_Exercise goal_
Please copy each line of the data that includes the string "shorts".

_Records for this exercise_
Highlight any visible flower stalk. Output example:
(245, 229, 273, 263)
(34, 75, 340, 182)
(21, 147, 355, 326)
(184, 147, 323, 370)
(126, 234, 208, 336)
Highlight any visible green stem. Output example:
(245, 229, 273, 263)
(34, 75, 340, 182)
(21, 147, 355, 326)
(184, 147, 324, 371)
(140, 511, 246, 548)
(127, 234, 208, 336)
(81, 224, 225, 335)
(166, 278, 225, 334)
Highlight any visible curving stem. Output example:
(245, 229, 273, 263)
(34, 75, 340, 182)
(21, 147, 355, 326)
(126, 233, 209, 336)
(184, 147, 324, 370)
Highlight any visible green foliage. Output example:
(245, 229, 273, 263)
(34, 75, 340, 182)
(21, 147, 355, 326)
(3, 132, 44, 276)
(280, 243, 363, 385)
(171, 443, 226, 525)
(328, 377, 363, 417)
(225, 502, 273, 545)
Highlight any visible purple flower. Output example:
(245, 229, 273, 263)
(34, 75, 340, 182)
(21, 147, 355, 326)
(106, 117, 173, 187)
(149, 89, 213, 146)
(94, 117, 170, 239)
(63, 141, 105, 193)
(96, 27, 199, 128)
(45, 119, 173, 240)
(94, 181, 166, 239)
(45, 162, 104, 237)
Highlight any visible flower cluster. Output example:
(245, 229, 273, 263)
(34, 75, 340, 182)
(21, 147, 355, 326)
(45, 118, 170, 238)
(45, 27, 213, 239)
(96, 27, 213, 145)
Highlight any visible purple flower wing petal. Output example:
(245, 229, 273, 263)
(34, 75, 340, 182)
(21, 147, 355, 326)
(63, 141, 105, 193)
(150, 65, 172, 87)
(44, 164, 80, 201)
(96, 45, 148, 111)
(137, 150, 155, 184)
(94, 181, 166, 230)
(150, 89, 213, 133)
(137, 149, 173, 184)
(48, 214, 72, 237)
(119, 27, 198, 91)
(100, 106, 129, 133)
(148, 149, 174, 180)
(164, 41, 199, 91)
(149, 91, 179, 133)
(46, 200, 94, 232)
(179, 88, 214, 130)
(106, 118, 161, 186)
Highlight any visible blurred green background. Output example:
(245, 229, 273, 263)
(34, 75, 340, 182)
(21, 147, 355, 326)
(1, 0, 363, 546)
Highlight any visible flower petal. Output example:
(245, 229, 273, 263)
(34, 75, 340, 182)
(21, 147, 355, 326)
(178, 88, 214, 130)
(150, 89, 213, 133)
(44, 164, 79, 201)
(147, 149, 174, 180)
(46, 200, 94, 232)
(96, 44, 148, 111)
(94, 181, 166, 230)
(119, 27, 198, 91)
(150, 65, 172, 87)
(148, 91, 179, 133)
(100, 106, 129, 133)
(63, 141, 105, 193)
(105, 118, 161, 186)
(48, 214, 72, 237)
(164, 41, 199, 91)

...

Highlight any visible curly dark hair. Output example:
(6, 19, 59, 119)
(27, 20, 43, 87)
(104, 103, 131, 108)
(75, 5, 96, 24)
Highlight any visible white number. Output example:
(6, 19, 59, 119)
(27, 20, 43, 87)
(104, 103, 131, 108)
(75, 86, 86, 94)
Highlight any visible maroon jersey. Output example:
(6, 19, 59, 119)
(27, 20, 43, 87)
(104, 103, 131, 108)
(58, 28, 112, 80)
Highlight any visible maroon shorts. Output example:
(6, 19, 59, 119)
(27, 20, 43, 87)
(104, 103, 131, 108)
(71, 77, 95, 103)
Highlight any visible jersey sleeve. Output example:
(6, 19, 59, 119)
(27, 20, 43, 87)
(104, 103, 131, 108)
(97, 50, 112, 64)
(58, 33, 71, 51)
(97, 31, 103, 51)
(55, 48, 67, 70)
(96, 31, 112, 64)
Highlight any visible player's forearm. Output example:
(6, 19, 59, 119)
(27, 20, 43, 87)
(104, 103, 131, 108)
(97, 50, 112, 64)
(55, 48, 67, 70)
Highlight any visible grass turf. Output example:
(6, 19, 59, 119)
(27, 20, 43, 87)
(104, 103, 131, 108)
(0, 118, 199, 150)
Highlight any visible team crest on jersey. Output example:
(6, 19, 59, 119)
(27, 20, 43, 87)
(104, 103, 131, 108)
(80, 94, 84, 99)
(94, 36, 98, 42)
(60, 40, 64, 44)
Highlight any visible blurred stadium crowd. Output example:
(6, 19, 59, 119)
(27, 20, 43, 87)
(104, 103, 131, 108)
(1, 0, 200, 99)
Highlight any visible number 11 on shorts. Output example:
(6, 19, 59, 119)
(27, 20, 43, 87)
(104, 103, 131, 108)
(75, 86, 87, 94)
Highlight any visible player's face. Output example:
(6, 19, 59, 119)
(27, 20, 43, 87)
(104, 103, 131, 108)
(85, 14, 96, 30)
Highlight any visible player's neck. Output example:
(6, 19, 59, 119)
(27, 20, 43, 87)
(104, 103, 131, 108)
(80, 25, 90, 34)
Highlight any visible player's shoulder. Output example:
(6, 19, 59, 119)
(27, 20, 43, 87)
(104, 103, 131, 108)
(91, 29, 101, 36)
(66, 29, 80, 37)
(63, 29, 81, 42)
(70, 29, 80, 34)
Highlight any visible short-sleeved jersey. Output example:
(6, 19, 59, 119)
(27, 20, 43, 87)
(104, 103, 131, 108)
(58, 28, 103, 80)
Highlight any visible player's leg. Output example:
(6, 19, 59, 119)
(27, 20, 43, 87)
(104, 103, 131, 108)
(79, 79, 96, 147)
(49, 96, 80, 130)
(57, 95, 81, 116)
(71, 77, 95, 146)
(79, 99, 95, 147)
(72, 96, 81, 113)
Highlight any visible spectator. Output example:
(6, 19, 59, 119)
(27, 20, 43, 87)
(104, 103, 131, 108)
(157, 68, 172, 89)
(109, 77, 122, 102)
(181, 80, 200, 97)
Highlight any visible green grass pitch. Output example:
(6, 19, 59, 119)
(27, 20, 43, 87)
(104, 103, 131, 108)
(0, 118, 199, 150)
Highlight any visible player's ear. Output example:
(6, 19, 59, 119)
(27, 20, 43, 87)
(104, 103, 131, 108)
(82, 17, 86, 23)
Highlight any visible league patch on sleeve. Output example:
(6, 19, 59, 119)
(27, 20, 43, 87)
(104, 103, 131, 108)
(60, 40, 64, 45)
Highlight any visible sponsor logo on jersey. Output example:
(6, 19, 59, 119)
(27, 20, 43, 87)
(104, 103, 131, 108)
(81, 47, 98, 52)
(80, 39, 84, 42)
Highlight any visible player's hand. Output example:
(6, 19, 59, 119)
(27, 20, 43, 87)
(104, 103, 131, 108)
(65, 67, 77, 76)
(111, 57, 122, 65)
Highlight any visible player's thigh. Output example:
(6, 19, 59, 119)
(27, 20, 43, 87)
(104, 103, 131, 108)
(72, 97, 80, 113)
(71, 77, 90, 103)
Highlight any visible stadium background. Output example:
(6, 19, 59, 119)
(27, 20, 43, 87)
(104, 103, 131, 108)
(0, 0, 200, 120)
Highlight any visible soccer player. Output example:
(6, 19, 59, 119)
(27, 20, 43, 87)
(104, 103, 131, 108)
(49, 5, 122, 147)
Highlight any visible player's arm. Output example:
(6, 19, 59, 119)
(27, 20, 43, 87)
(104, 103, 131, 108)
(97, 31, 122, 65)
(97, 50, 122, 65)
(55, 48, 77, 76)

* * *

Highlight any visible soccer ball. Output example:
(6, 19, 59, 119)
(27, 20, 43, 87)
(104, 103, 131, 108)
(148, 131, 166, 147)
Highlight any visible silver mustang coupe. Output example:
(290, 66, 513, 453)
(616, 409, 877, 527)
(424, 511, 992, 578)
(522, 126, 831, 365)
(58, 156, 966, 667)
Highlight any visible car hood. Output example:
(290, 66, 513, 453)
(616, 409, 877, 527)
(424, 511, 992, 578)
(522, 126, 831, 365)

_Exercise response_
Highlight any visible maroon shorts. Output example:
Highlight any visible number 11 on shorts. Output example:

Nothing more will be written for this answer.